═══ DATASET ═══
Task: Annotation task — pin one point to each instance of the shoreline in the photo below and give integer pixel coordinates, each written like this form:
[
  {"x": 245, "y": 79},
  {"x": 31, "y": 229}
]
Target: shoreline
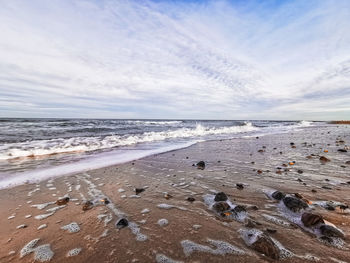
═══
═══ DATASET ═══
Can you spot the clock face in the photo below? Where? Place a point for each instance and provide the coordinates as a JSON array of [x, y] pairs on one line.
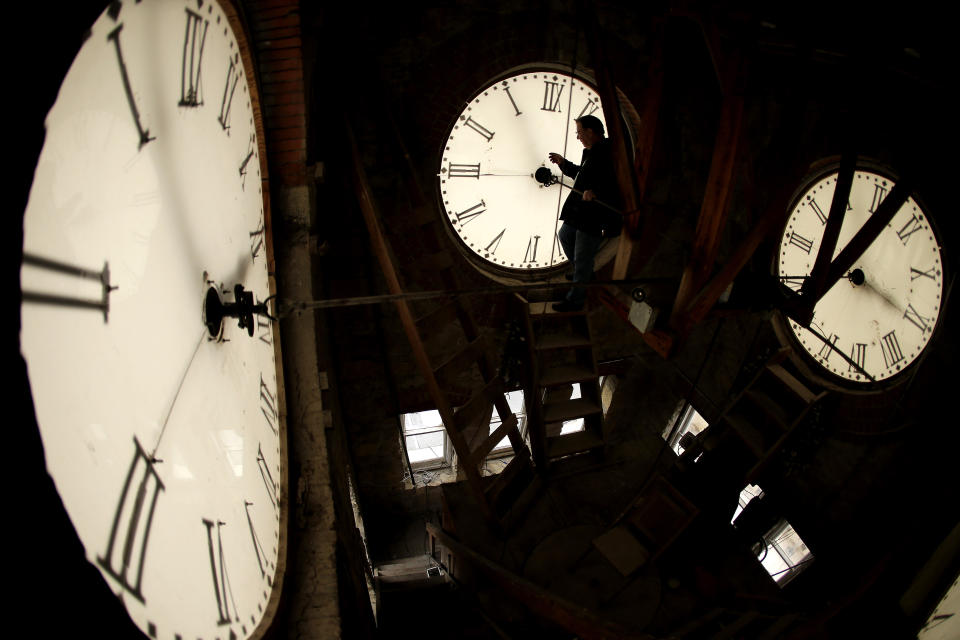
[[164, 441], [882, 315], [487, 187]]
═══
[ACTIVITY]: Only the lines containing "shoreline" are needed; copy each of them from the data.

[ANSWER BOX]:
Task: Annotation task — pin one point to each instance of the shoreline in the photo below and give integer pixel coordinates, each written like this form:
Target: shoreline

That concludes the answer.